* Written instruction *
In the extract on South Africa's digital signal distribution, why did Sentech's CEO expect to reach only 40 per cent digital coverage by March 2009? Answer in one to three sentences.

* Extract *
· · ·

Another area of concern is that the public value test seems to have been abandoned altogether for digital incentive public broadcast channels – channels that are not used for the migration of existing services. In the case of such channels the regulator will now use ‘market impact analysis’ as its main authorisation tool. This could lead to the deprioritisation of public interest values. 

2. Signal distribution

Before the digital switch-on on 1 November 2008, South Africa’s common carrier signal distributor, Sentech, stated that it would be ready for the switch-on deadline, but expressed doubts about being able to meet the targets for extension of the digital network due to budgetary constraints. 

The signal distributor explained in a hearing with the Portfolio Committee of Communications in Parliament on its 2008/2009 budget that it needed R955m to upgrade the network to handle digital instead of analogue signals, but that Treasury had only approved R650m (a R300m shortfall). A further R917m to run analogue and digital signals simultaneously had also not been granted. As a result, the CEO of the company said, they would only be able to reach 40 per cent digital coverage of the country by March 2009, instead of the government target of 56 per cent coverage by that date. Executive Director of the National Association of Broadcasters (NAB), Johann Koster, also expressed concern about signal distribution capacity in an interview. It is unclear whether or not Sentech will have sufficient resources to transform all its analogue equipment by November 2011,” he said. “This has implications for universal access.” 

Koster further highlighted the need for developing a holistic digital frequency plan:

There is a need for government, together with the regulator and industry, to holistically re-plan the frequency allocation, in line with ITU (International Telecommunications Union) requirements, in order to create certainty and ensure capacity for new technologies well into the future. At the moment there is little clarity about how government and the regulator plan to accommodate new users of the spectrum.

By July 2009, it had become apparent that the cost factor was going to delay Sentech’s plans significantly, and government had to consider contributing a further R1.16 billion to the parastatal. The shortfall in funding meant that two extra phases had to be added to the conversion process. In September 2009, it emerged that Sentech was in a financial crisis and that the parastatal appeared close to insolvency.  By October 2009, the company had only been able to achieve 33 per cent of national coverage due to delays in the finalisation of the frequency plan and the Digital Terrestrial Television (DTT) migration regulations as well as to underfunding. Sentech noted in December 2009 that it was in the fourth phase of its DTT rollout, and that it aimed to achieve coverage of 63.3 per cent by 31 March 2010. The company is obviously struggling to achieve its own DTT rollout targets, and it remains to be seen whether the latest deadline it set for itself will be met.

· · ·

* Excerpted records *
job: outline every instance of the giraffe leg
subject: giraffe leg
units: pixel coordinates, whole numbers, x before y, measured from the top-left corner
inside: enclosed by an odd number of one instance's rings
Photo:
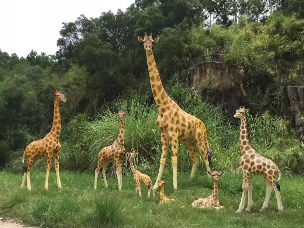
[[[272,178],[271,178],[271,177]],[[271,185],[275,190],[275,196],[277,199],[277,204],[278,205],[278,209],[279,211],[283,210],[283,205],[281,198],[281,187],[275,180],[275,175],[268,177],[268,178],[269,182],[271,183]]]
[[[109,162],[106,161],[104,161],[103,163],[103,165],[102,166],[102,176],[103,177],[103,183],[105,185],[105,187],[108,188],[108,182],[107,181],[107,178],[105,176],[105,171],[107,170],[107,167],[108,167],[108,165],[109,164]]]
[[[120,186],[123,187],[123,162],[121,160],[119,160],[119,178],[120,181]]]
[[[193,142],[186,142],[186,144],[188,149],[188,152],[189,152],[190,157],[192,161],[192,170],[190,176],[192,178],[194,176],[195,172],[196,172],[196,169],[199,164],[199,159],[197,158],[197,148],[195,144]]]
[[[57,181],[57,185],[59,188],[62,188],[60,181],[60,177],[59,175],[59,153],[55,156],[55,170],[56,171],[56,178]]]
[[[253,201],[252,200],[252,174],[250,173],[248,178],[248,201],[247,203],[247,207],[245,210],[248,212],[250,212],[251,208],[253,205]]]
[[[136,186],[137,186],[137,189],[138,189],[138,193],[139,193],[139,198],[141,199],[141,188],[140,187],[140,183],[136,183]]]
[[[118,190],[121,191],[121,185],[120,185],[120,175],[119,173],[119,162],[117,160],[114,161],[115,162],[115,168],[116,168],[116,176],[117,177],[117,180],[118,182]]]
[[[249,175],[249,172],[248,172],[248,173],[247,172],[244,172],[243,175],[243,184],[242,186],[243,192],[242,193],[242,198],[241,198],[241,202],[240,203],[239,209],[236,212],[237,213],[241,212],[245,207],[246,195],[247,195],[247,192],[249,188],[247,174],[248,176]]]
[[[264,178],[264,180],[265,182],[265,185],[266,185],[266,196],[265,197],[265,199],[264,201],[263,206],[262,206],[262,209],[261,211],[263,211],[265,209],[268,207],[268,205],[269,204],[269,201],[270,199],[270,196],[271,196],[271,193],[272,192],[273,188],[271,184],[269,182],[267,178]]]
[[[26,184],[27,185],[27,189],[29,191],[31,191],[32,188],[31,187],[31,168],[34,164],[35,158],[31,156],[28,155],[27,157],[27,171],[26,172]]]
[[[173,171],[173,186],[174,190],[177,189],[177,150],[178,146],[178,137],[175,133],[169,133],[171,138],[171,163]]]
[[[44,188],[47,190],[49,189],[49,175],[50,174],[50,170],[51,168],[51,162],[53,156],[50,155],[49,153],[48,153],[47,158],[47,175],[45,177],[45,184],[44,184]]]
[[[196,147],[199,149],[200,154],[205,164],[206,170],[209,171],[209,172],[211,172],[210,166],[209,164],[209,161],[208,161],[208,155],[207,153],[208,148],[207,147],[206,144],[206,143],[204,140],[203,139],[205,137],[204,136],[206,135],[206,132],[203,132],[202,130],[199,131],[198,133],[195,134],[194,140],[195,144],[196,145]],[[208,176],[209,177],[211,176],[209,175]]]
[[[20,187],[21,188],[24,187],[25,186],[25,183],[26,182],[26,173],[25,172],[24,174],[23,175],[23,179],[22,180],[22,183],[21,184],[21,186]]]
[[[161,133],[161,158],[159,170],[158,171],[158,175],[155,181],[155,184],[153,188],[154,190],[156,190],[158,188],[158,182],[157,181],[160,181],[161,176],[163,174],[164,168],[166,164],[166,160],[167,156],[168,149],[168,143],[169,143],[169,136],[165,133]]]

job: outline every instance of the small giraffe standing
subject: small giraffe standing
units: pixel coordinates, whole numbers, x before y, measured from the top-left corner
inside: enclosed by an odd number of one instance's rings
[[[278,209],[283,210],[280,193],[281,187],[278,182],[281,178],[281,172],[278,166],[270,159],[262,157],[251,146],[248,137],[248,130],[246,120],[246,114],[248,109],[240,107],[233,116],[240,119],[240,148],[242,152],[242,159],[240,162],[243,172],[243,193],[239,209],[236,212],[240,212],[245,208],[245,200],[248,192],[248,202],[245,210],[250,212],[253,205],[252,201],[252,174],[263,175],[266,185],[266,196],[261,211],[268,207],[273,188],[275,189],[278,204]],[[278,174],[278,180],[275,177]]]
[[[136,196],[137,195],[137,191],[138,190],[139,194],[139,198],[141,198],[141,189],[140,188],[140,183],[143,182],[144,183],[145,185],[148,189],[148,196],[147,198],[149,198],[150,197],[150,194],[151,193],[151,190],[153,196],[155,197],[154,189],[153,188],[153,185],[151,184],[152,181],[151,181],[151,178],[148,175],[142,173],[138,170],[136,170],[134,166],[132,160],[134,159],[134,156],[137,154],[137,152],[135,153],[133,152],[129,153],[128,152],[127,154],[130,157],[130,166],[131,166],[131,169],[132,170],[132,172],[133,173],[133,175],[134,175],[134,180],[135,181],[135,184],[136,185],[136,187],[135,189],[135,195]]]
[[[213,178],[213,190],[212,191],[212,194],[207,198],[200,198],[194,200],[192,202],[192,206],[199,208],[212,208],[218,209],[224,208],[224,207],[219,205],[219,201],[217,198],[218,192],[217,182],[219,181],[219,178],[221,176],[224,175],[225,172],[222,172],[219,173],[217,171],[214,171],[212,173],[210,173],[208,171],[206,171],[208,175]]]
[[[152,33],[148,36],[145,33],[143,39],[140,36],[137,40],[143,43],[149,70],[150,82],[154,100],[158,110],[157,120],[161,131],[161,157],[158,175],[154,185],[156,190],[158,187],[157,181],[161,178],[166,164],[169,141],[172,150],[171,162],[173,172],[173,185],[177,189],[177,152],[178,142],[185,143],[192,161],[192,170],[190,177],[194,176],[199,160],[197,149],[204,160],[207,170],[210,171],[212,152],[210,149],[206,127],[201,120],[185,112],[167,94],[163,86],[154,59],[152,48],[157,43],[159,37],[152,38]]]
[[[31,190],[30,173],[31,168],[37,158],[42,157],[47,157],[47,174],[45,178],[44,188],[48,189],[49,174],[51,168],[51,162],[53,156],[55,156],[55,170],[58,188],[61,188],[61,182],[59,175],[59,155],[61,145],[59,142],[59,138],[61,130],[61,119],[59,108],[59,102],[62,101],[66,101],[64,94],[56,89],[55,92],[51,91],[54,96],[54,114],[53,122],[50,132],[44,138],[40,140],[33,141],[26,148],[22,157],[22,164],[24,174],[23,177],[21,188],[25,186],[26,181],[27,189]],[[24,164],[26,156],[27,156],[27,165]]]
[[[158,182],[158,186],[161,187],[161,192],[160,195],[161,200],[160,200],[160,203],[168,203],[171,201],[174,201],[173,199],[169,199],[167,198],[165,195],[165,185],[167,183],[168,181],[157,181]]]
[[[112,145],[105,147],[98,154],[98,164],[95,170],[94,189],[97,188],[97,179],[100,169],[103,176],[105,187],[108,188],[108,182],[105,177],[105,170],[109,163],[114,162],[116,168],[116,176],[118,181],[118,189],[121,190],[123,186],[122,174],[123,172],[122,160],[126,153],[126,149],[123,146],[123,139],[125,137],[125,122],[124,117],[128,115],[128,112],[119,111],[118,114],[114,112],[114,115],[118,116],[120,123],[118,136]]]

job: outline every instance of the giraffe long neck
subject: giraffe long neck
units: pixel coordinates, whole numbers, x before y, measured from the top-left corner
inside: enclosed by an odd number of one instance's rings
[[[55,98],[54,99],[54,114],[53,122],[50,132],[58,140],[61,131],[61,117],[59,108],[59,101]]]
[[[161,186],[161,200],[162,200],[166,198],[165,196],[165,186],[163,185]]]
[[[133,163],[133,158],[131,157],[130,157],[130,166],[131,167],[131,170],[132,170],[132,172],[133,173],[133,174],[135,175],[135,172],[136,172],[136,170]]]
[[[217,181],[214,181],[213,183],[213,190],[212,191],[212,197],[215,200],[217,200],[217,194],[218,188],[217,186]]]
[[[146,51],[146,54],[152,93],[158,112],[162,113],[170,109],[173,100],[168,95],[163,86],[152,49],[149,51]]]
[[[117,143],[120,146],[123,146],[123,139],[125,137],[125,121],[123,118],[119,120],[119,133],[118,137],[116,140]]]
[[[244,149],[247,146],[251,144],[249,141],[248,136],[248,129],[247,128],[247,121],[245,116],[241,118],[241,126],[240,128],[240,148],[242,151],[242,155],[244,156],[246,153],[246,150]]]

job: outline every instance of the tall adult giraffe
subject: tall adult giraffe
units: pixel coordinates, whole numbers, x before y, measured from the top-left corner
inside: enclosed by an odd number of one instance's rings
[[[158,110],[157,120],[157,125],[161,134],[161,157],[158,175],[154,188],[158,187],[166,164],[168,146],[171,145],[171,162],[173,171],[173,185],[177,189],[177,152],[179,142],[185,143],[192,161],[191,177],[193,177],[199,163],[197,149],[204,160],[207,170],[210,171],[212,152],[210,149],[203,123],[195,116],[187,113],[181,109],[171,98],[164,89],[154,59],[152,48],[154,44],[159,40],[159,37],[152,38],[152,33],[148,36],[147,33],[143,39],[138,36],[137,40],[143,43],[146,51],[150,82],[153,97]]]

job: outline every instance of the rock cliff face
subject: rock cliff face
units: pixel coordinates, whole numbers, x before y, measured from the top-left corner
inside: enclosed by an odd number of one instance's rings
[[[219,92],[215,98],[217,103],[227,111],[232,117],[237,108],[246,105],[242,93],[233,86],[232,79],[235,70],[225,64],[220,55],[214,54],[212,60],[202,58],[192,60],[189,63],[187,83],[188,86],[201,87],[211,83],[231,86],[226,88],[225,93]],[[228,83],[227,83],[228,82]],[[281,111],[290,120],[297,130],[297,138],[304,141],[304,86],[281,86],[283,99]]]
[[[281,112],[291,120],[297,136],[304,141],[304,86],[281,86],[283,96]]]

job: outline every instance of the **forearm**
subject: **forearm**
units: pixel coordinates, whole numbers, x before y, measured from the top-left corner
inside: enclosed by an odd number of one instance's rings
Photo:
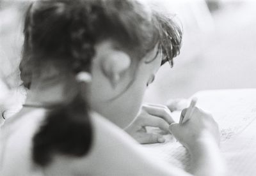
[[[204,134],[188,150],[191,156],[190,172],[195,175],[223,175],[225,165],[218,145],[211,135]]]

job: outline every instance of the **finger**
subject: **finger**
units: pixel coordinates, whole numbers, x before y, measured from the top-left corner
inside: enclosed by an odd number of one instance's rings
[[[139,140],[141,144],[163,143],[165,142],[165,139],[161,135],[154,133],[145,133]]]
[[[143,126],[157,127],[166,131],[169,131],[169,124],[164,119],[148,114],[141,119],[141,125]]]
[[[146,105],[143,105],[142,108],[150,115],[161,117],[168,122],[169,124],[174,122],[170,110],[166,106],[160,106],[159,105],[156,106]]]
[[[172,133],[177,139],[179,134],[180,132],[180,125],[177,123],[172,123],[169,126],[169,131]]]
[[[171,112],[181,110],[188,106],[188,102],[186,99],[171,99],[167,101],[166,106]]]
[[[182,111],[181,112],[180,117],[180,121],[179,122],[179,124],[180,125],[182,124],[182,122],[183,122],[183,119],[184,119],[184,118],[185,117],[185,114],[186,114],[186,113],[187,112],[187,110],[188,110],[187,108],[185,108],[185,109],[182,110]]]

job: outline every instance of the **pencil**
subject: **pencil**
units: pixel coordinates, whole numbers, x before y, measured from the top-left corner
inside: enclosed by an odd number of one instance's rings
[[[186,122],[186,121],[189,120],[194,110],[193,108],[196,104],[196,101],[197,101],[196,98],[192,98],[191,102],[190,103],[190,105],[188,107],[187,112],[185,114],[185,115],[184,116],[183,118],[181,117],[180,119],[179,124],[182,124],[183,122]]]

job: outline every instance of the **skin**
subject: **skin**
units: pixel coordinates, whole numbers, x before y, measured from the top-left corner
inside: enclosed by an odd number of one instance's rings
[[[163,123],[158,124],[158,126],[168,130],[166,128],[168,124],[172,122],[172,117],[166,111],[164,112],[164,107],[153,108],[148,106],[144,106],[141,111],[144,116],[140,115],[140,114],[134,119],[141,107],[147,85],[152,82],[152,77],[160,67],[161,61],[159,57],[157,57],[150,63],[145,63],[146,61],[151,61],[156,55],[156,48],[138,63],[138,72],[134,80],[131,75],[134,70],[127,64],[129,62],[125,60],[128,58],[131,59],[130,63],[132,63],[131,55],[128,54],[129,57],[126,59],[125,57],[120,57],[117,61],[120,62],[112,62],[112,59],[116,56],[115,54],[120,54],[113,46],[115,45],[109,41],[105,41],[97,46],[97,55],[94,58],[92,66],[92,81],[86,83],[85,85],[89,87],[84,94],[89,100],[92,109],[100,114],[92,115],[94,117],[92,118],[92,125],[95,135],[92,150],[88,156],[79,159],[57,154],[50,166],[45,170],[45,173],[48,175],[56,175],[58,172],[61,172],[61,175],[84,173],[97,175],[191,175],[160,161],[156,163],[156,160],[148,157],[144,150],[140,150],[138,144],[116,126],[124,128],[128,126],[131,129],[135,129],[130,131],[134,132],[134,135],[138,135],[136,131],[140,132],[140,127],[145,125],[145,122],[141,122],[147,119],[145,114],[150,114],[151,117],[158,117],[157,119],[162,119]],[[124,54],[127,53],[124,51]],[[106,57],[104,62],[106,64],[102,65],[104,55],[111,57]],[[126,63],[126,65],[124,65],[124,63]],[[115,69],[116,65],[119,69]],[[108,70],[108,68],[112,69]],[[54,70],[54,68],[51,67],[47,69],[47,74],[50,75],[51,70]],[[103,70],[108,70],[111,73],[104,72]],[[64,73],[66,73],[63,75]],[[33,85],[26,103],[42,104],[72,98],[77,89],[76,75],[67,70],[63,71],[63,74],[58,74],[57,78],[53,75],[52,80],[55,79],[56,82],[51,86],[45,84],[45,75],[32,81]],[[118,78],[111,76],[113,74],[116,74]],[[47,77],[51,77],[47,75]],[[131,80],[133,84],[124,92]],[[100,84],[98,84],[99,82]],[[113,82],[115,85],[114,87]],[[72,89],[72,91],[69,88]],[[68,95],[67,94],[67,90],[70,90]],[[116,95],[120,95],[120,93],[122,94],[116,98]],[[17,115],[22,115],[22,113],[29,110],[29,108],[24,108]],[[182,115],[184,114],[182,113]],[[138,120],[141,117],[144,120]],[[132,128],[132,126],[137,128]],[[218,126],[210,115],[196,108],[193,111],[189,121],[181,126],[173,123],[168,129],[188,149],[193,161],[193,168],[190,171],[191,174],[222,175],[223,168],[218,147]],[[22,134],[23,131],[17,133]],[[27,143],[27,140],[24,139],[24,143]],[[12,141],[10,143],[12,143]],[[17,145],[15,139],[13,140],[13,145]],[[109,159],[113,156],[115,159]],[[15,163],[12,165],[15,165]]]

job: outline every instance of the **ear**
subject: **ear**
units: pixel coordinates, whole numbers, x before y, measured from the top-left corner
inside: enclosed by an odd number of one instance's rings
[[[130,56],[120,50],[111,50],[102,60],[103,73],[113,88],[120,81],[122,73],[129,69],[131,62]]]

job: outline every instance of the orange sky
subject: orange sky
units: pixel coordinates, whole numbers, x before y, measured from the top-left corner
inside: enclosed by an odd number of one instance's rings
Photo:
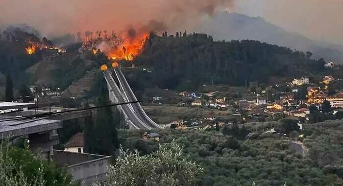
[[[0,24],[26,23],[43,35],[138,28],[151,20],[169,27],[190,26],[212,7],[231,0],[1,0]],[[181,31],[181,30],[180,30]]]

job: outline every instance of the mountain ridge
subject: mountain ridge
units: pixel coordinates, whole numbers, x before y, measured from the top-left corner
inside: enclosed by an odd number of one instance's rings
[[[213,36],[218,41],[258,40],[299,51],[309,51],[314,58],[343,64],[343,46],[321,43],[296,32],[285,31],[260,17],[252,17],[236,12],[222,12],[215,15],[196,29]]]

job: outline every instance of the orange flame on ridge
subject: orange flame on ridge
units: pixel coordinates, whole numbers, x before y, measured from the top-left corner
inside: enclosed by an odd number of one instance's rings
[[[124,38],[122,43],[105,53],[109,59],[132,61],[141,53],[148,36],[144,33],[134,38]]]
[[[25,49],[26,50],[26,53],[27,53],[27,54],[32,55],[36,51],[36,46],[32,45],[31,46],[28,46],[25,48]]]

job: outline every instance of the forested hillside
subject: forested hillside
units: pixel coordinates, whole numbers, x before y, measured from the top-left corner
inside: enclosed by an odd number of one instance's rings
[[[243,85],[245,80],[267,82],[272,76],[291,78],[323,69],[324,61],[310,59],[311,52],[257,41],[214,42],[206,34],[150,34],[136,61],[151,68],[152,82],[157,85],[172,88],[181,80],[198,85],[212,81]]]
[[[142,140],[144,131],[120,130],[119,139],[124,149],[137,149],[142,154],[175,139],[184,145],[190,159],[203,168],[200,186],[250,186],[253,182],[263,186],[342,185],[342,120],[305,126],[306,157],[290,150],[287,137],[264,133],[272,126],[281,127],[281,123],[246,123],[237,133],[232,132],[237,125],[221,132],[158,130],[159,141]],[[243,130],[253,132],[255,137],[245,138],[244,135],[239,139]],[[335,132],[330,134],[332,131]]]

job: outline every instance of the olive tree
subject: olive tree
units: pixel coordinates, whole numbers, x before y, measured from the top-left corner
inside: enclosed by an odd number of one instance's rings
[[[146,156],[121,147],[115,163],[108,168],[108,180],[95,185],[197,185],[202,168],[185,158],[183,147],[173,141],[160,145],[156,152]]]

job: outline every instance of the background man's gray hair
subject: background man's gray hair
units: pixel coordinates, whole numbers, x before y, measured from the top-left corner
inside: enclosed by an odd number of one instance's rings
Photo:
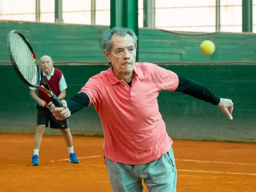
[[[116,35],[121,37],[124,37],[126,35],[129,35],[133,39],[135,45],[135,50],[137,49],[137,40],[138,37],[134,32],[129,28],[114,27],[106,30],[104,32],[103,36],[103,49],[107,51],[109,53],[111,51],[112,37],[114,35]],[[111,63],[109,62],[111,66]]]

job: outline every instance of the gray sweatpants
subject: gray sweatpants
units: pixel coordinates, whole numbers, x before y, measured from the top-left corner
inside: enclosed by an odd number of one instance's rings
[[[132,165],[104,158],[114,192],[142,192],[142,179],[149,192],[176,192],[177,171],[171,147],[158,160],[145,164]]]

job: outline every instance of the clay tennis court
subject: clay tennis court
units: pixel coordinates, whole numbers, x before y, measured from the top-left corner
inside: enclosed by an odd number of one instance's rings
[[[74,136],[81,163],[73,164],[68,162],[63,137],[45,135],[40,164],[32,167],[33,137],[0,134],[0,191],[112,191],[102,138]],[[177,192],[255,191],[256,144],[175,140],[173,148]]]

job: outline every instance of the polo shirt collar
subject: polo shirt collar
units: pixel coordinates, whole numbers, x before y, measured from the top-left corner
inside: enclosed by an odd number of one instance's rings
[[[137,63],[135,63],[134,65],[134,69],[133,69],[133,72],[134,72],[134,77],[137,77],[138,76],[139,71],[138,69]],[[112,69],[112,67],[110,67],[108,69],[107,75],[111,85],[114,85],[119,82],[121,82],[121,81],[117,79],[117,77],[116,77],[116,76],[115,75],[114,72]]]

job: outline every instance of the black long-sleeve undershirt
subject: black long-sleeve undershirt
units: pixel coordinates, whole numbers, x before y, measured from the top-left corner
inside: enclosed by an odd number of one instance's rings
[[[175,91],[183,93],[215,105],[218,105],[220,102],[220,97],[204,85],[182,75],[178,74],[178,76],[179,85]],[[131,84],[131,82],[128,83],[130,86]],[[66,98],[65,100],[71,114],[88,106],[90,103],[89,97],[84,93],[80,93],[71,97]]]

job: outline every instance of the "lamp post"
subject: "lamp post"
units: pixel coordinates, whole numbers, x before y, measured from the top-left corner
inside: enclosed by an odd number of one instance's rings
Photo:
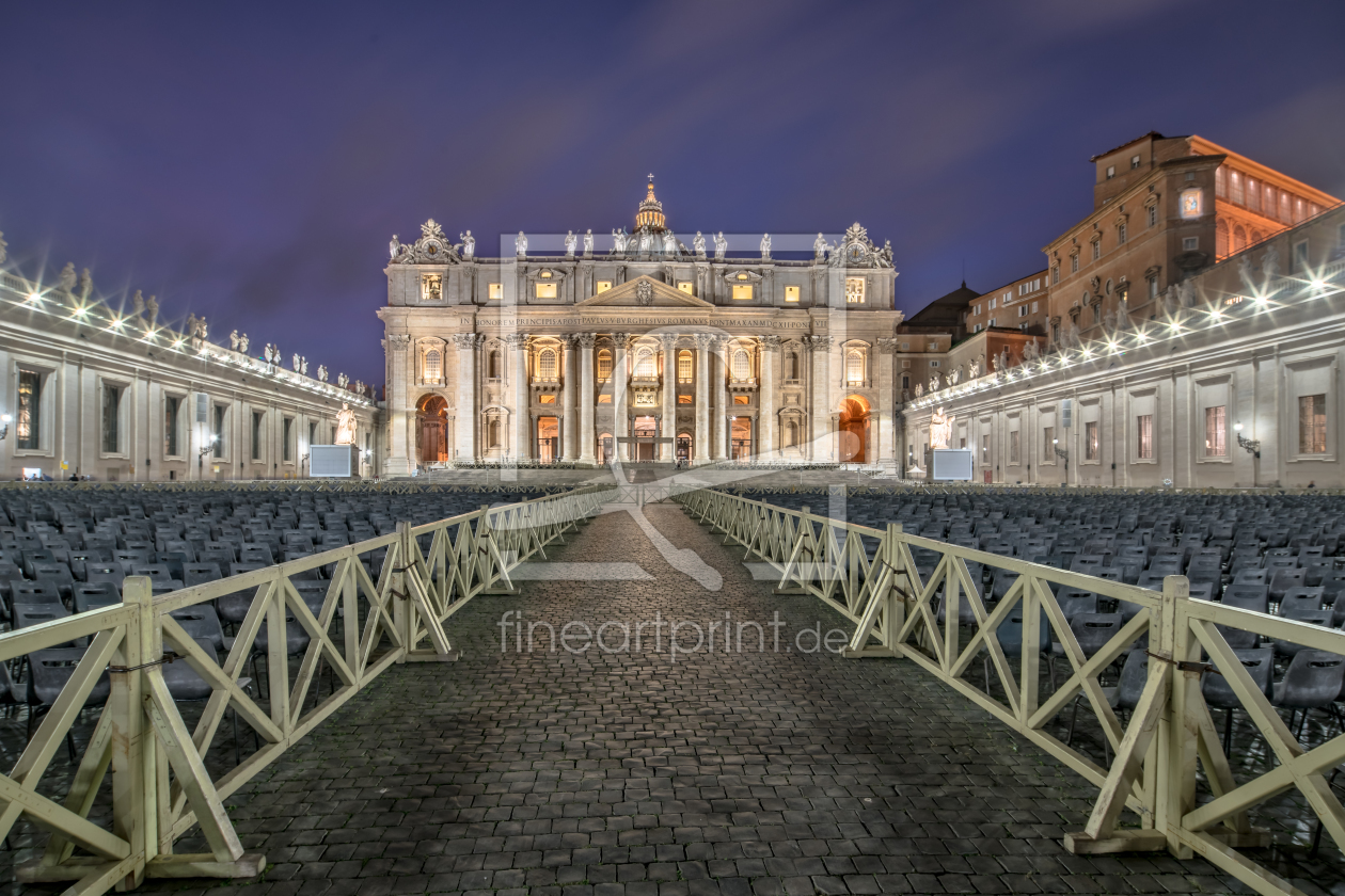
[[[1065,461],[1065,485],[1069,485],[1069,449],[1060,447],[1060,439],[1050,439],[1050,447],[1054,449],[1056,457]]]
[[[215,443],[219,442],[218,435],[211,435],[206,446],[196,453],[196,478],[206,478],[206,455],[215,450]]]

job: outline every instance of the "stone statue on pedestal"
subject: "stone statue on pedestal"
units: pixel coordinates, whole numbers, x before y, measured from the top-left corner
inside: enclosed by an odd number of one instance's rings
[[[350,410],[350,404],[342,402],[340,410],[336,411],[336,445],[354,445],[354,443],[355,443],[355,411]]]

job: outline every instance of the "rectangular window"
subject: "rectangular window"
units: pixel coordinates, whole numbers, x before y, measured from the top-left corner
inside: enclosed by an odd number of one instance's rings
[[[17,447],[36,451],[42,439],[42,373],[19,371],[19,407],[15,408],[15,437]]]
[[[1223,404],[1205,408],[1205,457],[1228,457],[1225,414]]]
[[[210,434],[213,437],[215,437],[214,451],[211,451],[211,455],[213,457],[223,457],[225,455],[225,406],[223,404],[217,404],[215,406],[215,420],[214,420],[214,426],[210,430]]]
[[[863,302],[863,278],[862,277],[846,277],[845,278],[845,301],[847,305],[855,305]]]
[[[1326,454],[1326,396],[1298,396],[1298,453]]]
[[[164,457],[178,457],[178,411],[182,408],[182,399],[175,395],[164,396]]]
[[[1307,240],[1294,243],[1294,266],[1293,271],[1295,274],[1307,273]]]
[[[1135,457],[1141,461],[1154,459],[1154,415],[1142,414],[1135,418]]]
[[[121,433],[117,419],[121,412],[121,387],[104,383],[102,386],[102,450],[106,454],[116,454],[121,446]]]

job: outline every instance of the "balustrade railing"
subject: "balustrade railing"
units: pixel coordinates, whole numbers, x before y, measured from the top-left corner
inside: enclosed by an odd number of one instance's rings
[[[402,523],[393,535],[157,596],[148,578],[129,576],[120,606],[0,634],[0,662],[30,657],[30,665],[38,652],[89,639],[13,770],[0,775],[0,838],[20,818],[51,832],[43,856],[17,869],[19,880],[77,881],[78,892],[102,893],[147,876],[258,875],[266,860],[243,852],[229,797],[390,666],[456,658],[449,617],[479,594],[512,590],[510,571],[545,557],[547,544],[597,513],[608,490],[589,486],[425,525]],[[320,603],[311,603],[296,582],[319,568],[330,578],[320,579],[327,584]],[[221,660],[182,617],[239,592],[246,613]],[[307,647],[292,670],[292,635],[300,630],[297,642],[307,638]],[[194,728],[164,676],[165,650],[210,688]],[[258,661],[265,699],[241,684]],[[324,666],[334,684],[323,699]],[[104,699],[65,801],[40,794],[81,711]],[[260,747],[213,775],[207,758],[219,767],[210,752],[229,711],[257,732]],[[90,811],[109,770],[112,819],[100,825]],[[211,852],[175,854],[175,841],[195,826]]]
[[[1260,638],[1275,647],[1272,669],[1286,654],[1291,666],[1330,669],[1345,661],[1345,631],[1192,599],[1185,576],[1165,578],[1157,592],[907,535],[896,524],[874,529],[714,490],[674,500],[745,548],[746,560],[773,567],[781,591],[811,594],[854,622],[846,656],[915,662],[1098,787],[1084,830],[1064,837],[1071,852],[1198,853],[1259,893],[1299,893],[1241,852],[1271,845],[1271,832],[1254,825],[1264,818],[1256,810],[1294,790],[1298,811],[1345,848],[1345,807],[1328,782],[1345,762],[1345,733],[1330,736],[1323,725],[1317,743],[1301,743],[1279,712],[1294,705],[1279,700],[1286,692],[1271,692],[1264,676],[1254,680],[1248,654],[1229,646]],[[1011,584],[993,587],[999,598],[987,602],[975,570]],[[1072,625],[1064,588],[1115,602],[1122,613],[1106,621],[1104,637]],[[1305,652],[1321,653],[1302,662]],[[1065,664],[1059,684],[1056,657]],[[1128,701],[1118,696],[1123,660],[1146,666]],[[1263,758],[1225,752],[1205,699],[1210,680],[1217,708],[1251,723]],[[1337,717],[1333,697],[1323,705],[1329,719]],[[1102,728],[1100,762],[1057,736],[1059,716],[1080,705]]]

· · ·

* Right answer *
Sentech needed R955m to upgrade its network from analogue to digital signals, but Treasury approved only R650m. A further R917m for running analogue and digital signals at the same time was not granted. Because of this underfunding, Sentech expected to fall short of the government target of 56 per cent.